**Extract:**
This doesn't seem to be portable. It works with GCC and Clang, but MSVC fails with error LNK2005: "public: static class ... already defined in ... learn.microsoft.com/en-us/cpp/error-messages/tool-errors/…
@aij I just tried this right now on Visual Studio and it built fine for me. Like for gcc/clang you need to pass /std:c++17 to MSVC, which I did via (right click on project in Solution Explorer) -> Properties -> Configuration Properties -> C/C++ -> Language -> C++ Language Standard
BTW: #define __FOO_HPP invokes undefined behavior because you aren't allowed to use double underscores in your symbols (same with leading underscore followed by a capital). en.cppreference.com/w/cpp/language/identifiers (I'm 99.9% true this applies to macro names as well.)

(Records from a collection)
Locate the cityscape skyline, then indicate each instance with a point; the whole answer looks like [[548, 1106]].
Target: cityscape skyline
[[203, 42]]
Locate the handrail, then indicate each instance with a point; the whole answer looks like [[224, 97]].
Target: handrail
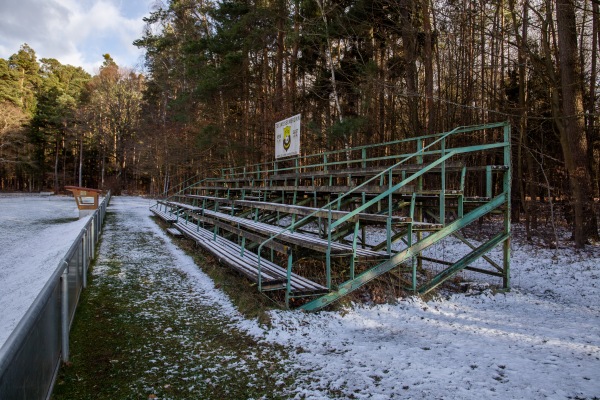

**The tasks:**
1. Copy word for word the part of the compiler thread that opens with the words containing "This doesn't seem" and closes with "names as well.)".
2. In the compiler thread, which option is said to be needed for MSVC, as it is for gcc and clang?

**Solutions to the exercise:**
1.
This doesn't seem to be portable. It works with GCC and Clang, but MSVC fails with error LNK2005: "public: static class ... already defined in ... learn.microsoft.com/en-us/cpp/error-messages/tool-errors/…
@aij I just tried this right now on Visual Studio and it built fine for me. Like for gcc/clang you need to pass /std:c++17 to MSVC, which I did via (right click on project in Solution Explorer) -> Properties -> Configuration Properties -> C/C++ -> Language -> C++ Language Standard
BTW: #define __FOO_HPP invokes undefined behavior because you aren't allowed to use double underscores in your symbols (same with leading underscore followed by a capital). en.cppreference.com/w/cpp/language/identifiers (I'm 99.9% true this applies to macro names as well.)

2. /std:c++17